Dataset entries:
····················

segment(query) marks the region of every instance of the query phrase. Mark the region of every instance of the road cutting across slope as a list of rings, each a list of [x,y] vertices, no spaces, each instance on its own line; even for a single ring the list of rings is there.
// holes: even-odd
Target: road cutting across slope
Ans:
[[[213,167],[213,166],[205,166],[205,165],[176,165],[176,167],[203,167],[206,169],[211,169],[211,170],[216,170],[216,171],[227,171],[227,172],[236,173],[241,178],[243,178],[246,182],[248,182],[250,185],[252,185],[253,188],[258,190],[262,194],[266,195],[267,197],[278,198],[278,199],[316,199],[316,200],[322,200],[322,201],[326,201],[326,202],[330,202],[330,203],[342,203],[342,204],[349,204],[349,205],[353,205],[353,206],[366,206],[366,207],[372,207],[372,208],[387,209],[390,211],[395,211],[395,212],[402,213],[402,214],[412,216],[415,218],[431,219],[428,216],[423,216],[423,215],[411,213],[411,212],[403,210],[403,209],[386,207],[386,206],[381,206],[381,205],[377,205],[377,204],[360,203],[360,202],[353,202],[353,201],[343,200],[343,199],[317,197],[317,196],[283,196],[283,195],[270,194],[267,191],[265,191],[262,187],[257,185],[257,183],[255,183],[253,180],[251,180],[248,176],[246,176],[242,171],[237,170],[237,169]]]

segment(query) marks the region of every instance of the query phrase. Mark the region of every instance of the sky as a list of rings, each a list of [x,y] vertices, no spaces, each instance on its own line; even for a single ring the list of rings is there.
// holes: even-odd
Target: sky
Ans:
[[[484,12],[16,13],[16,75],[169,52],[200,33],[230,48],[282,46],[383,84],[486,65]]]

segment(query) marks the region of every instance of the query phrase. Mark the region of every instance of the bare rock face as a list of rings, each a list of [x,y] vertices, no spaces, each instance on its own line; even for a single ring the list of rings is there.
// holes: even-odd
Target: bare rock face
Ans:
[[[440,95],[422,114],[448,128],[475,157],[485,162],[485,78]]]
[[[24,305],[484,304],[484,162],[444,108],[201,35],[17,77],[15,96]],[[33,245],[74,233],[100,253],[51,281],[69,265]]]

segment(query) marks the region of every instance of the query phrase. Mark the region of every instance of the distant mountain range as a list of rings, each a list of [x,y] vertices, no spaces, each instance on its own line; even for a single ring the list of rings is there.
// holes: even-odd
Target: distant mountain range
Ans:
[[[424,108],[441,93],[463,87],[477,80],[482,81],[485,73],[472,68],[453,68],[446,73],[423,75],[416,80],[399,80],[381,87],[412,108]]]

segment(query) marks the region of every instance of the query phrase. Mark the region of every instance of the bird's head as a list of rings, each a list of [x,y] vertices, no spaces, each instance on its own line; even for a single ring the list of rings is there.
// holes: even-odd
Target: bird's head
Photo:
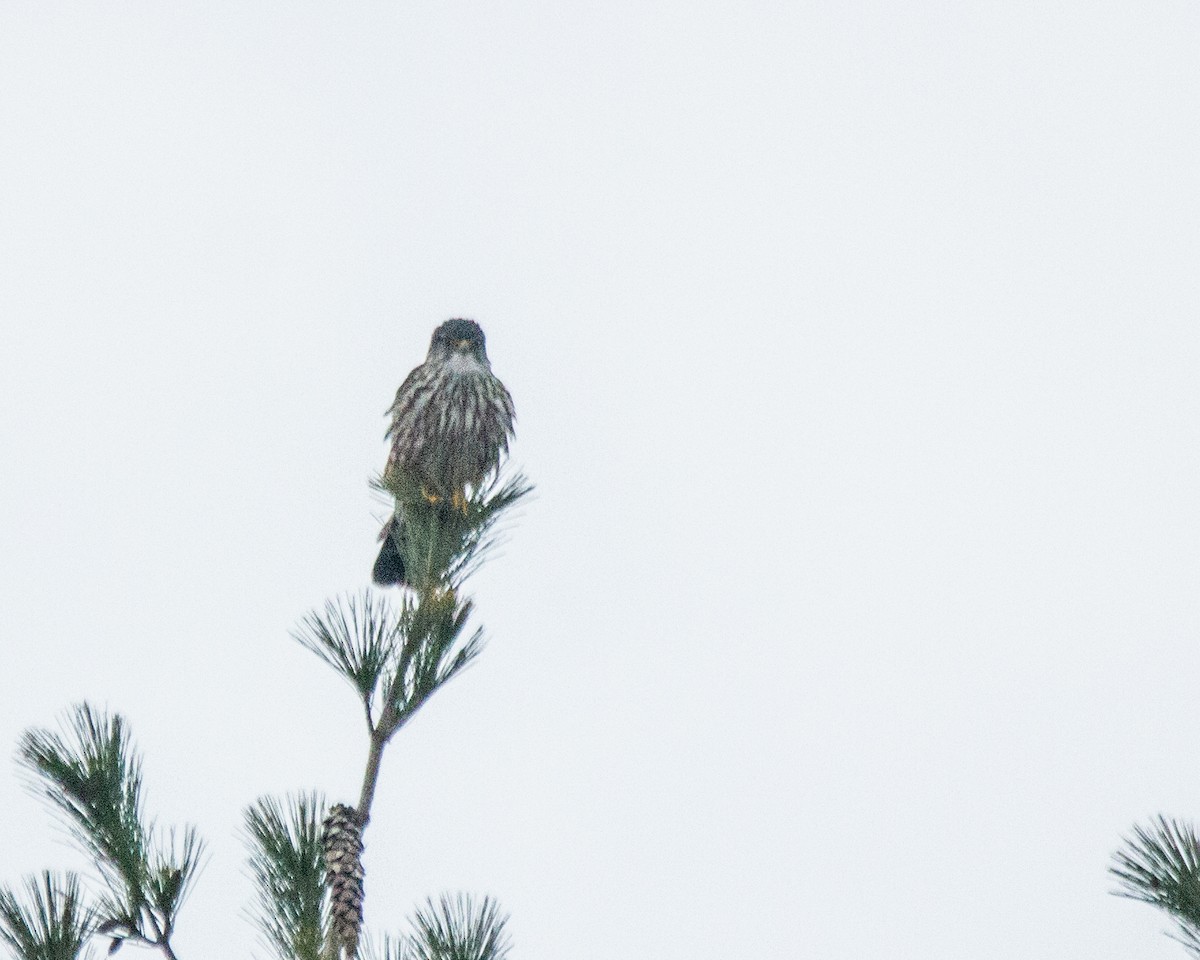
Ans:
[[[429,359],[450,360],[454,357],[470,358],[483,364],[488,362],[483,330],[474,320],[447,320],[433,331]]]

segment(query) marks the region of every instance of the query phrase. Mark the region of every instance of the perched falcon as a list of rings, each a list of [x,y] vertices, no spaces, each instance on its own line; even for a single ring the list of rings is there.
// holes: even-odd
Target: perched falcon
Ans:
[[[384,478],[404,476],[425,498],[458,506],[500,463],[513,433],[513,402],[492,373],[483,331],[474,320],[447,320],[433,331],[429,355],[396,391],[388,413],[392,441]],[[383,547],[372,576],[387,586],[404,583],[404,560],[393,516],[379,538]]]

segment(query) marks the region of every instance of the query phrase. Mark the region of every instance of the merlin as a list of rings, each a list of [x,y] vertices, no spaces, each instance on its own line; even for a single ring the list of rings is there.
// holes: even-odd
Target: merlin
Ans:
[[[474,320],[447,320],[433,331],[425,362],[396,391],[384,480],[419,485],[429,503],[462,507],[496,469],[513,434],[512,397],[492,373],[483,331]],[[399,507],[379,534],[372,571],[381,586],[403,584]]]

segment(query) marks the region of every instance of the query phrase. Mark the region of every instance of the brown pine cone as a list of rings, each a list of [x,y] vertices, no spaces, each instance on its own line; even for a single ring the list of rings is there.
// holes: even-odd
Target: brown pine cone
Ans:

····················

**Aim of the task**
Please go through the data above and copy each line containing the word "road".

**Response for this exercise**
segment(query) marks the region of every instance of the query phrase. Mark the region of every instance of the road cutting across slope as a list of rings, each a list of [x,y] vertices, no spaces, each instance on its own line; even for a single ring the list of rings is there.
Target: road cutting across slope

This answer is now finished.